___ Supplied text ___

Model for SpoIIDMP function in vivo. (A) An engulfing B. subtilis cell with SpoIID (orange), SpoIIP (green), SpoIIQ (purple), and SpoIIIAH (red) indicated. Peptidoglycan is drawn with gray hoops representing glycan strands and short gray rods representing peptide cross-links. The eye orients the reader to the perspective used in panels B and C. As indicated by the arrows, the DMP protein complex can move in one of two directions relative to the long axis of the cell. If the proteins move from one glycan chain to the next (as shown in panel B and proposed by Morlot et al. [27]), each complex would move along the long axis of the cell. If the proteins travel along one glycan chain (as shown in panel C and proposed by Abanes-De Mello et al. [1]), then each complex would move across the short axis of the cell. (B and C) Top-down views of the leading edge of the engulfing mother cell membrane (gray fill) advancing over the forespore peptidoglycan, drawn with gray lines representing the glycan chains and dashed lines representing the peptide cross-links. (B) Ladder rung model, in which SpoIIP moves from one glycan chain to the next. (i) SpoIIP (green) is bound in the membrane by SpoIIM (blue) and to peptidoglycan. SpoIID (orange) is free in the membrane. (ii) SpoIIP cleaves peptide cross-links. (iii) SpoIID is recruited to the recently denuded glycan strands where it displaces SpoIIP to a new target on the next strand, laddering up the peptidoglycan. (iv) Both enzymes are in complex and bound to the peptidoglycan. (v) SpoIID cleaves the glycan strand, loses affinity for either SpoIIP or the peptidoglycan, and exits the complex. (vi) Same as panel i, but membranes have advanced. (C) Track model, similar to panel B, but depicting SpoIIDMP moving along the glycan chain, such that at step iii, SpoIID displaces SpoIIP to the next peptide cross-link on the same glycan strand.

___ Records shown ___

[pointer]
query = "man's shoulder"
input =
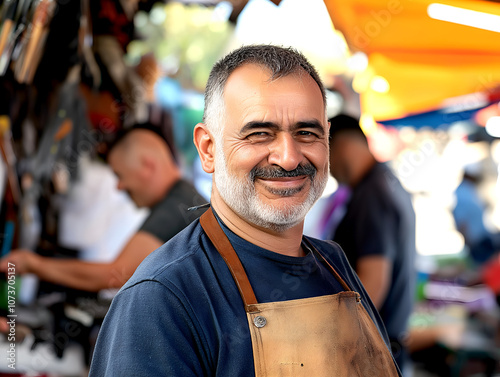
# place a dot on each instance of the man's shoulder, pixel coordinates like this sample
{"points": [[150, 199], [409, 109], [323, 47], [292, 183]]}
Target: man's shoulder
{"points": [[172, 259], [329, 249]]}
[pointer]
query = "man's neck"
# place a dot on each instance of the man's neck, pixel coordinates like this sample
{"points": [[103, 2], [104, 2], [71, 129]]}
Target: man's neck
{"points": [[287, 242]]}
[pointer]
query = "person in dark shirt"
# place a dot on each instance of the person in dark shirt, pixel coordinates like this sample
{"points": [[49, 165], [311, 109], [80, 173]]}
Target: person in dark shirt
{"points": [[147, 171], [377, 230]]}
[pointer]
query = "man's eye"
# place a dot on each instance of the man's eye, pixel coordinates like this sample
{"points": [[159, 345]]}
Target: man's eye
{"points": [[258, 135], [307, 134]]}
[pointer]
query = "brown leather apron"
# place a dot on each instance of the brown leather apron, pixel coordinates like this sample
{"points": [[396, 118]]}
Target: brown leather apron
{"points": [[330, 335]]}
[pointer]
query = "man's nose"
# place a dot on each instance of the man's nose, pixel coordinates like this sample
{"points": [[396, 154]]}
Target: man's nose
{"points": [[285, 151]]}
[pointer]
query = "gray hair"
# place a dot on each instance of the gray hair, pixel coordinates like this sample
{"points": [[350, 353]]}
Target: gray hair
{"points": [[281, 61]]}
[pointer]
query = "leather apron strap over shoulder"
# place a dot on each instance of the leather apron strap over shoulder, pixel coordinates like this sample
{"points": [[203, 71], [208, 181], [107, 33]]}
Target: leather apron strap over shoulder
{"points": [[330, 335], [217, 236]]}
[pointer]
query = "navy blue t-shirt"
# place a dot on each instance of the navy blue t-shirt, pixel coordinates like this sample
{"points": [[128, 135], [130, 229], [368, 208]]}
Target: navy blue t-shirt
{"points": [[181, 313]]}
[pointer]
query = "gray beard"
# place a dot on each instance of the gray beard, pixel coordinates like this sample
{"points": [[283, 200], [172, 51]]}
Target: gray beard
{"points": [[242, 198]]}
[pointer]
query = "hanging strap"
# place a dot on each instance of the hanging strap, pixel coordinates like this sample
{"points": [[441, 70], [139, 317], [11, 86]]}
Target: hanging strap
{"points": [[219, 239]]}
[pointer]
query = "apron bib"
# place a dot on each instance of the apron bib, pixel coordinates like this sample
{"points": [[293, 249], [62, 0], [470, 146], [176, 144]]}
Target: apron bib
{"points": [[330, 335]]}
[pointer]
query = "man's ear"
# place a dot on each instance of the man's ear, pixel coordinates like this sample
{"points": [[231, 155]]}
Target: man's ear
{"points": [[205, 145]]}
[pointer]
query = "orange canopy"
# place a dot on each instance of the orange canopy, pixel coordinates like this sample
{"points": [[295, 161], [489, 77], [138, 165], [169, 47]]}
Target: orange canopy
{"points": [[424, 60]]}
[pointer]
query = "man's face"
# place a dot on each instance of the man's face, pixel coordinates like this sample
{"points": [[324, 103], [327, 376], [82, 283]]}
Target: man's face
{"points": [[129, 176], [272, 164]]}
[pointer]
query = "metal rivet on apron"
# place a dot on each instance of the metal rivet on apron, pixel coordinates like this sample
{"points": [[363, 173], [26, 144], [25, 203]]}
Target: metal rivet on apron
{"points": [[259, 321]]}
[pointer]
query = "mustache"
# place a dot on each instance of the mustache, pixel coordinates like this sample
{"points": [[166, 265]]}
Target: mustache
{"points": [[278, 172]]}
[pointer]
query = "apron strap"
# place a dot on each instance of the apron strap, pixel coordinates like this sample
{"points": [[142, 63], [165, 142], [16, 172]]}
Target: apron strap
{"points": [[219, 239]]}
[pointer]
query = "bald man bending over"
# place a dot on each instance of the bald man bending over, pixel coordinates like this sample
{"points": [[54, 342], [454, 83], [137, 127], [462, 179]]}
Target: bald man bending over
{"points": [[146, 169]]}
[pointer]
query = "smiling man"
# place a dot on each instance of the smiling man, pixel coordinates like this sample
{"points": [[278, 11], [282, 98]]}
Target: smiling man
{"points": [[242, 292]]}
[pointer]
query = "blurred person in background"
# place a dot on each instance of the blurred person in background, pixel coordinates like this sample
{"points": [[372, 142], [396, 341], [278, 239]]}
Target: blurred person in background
{"points": [[376, 229], [147, 171], [468, 213]]}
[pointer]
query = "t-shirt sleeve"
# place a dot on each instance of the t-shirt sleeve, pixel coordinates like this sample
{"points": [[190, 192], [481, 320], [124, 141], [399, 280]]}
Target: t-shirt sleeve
{"points": [[148, 332]]}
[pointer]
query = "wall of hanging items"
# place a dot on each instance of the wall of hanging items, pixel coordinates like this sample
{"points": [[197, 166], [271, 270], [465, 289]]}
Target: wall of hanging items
{"points": [[65, 91]]}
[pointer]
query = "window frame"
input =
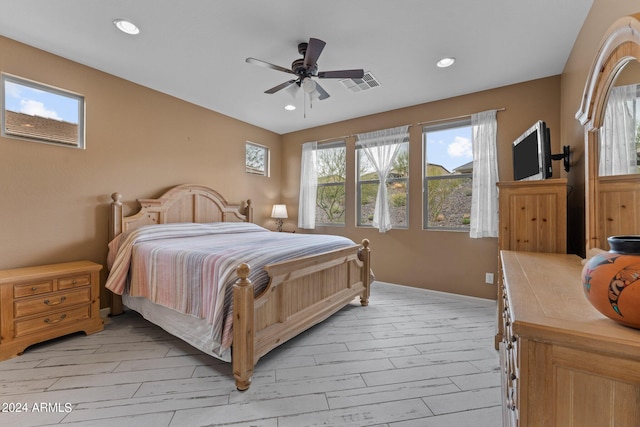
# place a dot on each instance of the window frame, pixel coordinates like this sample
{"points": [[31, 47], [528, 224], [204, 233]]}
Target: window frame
{"points": [[452, 124], [374, 181], [80, 141], [266, 170], [326, 146]]}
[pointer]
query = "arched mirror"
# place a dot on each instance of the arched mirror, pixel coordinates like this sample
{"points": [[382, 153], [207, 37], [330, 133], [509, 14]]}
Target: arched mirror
{"points": [[609, 113], [619, 134]]}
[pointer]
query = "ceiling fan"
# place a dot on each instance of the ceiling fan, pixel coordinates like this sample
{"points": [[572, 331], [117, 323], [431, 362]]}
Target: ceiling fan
{"points": [[307, 67]]}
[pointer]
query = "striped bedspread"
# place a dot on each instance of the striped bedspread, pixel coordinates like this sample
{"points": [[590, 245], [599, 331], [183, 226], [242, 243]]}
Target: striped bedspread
{"points": [[191, 267]]}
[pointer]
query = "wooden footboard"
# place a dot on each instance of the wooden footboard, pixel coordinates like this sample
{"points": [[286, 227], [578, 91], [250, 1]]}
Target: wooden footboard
{"points": [[301, 293]]}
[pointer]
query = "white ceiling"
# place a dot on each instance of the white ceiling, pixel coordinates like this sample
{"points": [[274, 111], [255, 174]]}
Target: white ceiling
{"points": [[196, 49]]}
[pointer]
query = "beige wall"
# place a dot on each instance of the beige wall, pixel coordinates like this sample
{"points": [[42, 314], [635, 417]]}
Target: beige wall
{"points": [[139, 142], [602, 15], [440, 260]]}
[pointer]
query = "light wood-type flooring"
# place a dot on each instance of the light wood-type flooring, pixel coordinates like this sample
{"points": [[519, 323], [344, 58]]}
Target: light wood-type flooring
{"points": [[412, 358]]}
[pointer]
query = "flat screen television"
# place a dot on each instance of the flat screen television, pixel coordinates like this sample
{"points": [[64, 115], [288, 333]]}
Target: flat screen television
{"points": [[532, 154]]}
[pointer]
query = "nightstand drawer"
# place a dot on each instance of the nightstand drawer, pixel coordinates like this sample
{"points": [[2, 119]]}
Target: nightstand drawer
{"points": [[59, 318], [30, 289], [28, 307], [74, 282]]}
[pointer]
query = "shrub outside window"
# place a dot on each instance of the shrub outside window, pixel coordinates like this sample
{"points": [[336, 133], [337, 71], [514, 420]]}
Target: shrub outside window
{"points": [[448, 168], [397, 189], [331, 167]]}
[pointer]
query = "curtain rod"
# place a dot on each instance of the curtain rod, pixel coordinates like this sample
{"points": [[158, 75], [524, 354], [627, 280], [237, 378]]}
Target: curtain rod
{"points": [[452, 118], [337, 138]]}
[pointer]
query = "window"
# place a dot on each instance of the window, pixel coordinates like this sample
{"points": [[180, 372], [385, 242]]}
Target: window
{"points": [[256, 159], [448, 168], [331, 167], [36, 112], [397, 188]]}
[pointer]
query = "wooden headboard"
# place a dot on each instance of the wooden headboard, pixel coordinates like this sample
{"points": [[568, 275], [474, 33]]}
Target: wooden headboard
{"points": [[182, 203]]}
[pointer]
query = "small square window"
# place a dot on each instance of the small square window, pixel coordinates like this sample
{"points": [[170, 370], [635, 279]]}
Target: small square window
{"points": [[256, 159], [37, 112]]}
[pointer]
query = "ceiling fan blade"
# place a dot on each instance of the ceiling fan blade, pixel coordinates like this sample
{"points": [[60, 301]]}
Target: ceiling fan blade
{"points": [[323, 93], [268, 65], [314, 49], [341, 74], [280, 87]]}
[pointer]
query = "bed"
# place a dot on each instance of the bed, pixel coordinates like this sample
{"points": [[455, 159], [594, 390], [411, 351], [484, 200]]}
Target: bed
{"points": [[267, 287]]}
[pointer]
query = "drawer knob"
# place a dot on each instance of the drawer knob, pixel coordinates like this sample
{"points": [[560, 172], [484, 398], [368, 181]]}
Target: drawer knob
{"points": [[48, 302], [51, 322]]}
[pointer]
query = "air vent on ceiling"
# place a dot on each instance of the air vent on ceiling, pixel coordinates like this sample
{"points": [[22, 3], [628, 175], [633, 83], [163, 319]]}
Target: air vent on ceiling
{"points": [[358, 85]]}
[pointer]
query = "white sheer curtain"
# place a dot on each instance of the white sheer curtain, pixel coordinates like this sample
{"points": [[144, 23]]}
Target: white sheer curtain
{"points": [[381, 148], [308, 186], [484, 195], [617, 134]]}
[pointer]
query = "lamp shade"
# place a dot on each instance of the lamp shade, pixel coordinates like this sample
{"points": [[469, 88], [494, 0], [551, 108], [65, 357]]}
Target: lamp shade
{"points": [[279, 211]]}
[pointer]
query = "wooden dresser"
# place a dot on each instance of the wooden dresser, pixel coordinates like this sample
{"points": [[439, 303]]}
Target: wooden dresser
{"points": [[564, 363], [48, 301], [533, 215]]}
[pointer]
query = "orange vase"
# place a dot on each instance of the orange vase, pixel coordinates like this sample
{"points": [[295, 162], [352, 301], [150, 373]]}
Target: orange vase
{"points": [[611, 280]]}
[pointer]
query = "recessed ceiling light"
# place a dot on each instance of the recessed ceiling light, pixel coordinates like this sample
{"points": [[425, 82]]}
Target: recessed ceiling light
{"points": [[446, 62], [126, 26]]}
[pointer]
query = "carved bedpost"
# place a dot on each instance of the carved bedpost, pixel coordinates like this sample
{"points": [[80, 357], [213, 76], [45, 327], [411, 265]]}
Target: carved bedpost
{"points": [[248, 211], [364, 254], [243, 328], [115, 220], [115, 228]]}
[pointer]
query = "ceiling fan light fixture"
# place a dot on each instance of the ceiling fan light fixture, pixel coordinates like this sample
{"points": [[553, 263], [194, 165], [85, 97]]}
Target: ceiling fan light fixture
{"points": [[126, 27], [308, 85], [446, 62]]}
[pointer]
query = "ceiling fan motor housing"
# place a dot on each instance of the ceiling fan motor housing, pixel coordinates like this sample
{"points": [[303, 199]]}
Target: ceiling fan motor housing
{"points": [[298, 67]]}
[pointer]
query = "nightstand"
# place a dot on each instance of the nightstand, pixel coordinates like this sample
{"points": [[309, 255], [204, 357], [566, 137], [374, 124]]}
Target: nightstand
{"points": [[47, 301]]}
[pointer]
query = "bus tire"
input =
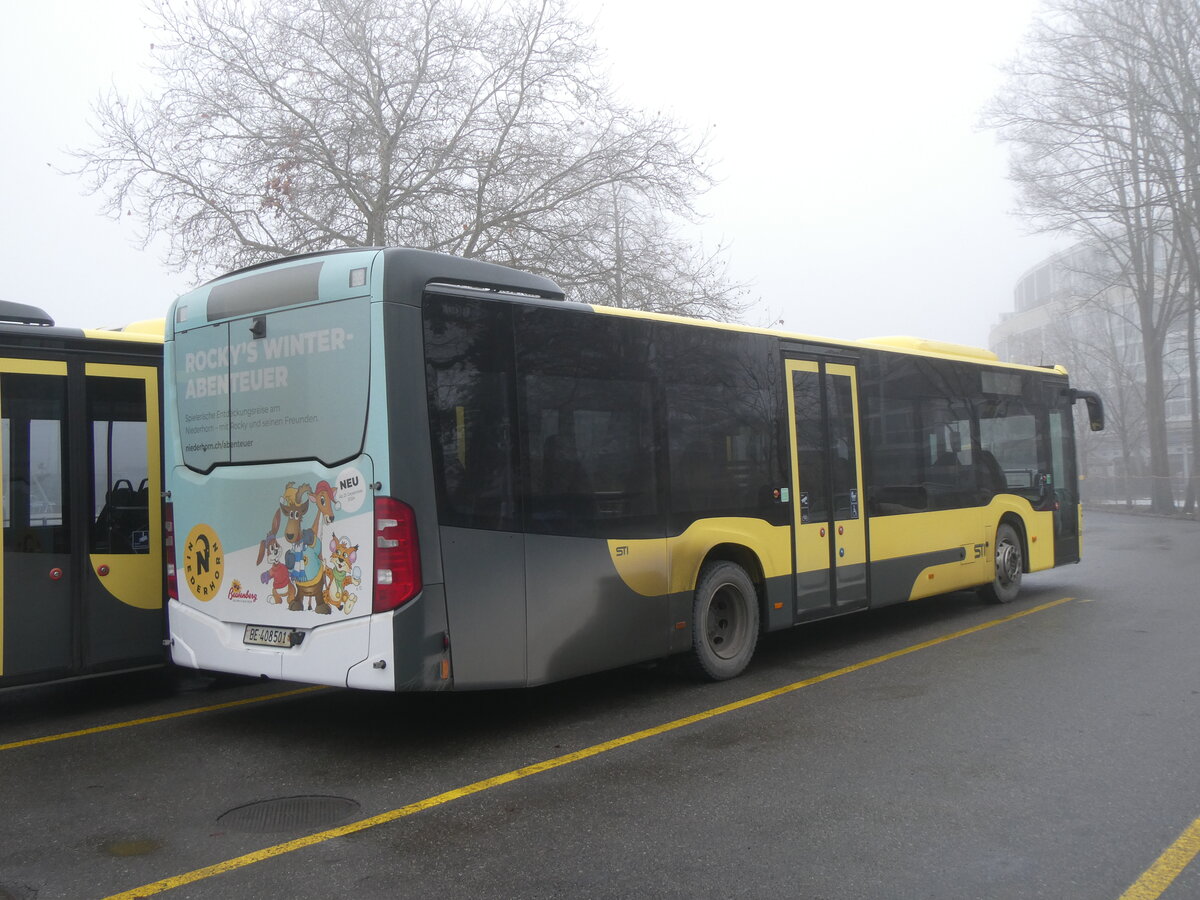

___

* **What to work on**:
1 > Rewrite the paragraph of the SpoIIDMP figure legend that begins "Model for SpoIIDMP function in vivo" as a shorter list, keeping its main facts.
2 > Answer these questions using the SpoIIDMP figure legend:
(a) What color represents SpoIIQ in panel A?
(b) Along which axis of the cell would each complex move if the proteins go from one glycan chain to the next?
(c) In the track model, where does SpoIID displace SpoIIP at step iii?
3 > Continue the SpoIIDMP figure legend, starting after its final sentence.

* **Solved tasks**:
1 >
- Panel A shows an engulfing B. subtilis cell with SpoIID (orange), SpoIIP (green), SpoIIQ (purple) and SpoIIIAH (red). Peptidoglycan appears as gray hoops (glycan strands) and short gray rods (peptide cross-links). An eye marks the viewpoint used in panels B and C.
- The DMP complex could move in two directions:
  - It could move from one glycan chain to the next, along the cell's long axis (panel B; Morlot et al.).
  - It could travel along one glycan chain, across the short axis (panel C; Abanes-De Mello et al.).
- Panels B and C are top-down views of the leading edge of the engulfing mother cell membrane advancing over the forespore peptidoglycan.
- Panel B shows the ladder rung model:
  - (i) SpoIIM holds SpoIIP in the membrane, and SpoIIP is bound to peptidoglycan. SpoIID is free in the membrane.
  - (ii) SpoIIP cleaves peptide cross-links.
  - (iii) SpoIID is recruited to the denuded strands and displaces SpoIIP to the next strand.
  - (iv) Both enzymes are in complex and bound to peptidoglycan.
  - (v) SpoIID cleaves the glycan strand and leaves the complex.
  - (vi) This repeats step i with the membranes advanced.
- Panel C shows the track model. It is the same as panel B, except that at step iii SpoIID displaces SpoIIP to the next cross-link on the same glycan strand.

2 >
(a) Purple.
(b) The long axis of the cell.
(c) To the next peptide cross-link on the same glycan strand.

3 >
This modified model of SpoIIDMP complex organization suggests that the complex could operate as a burnt-bridge Brownian ratchet, thus providing force for membrane migration (1, 27). However, two additional mechanisms also contribute to membrane migration, the SpoIIQ-SpoIIIAH zipper, which is essential for engulfment in protoplasts and in intact cells when SpoIIDMP activity is reduced (7), and peptidoglycan biosynthesis, which is essential for engulfment in the absence of SpoIIQ (26). The mechanisms by which these three protein complexes contribute to the directionality of engulfment and generate force for membrane movement are important topics for future research.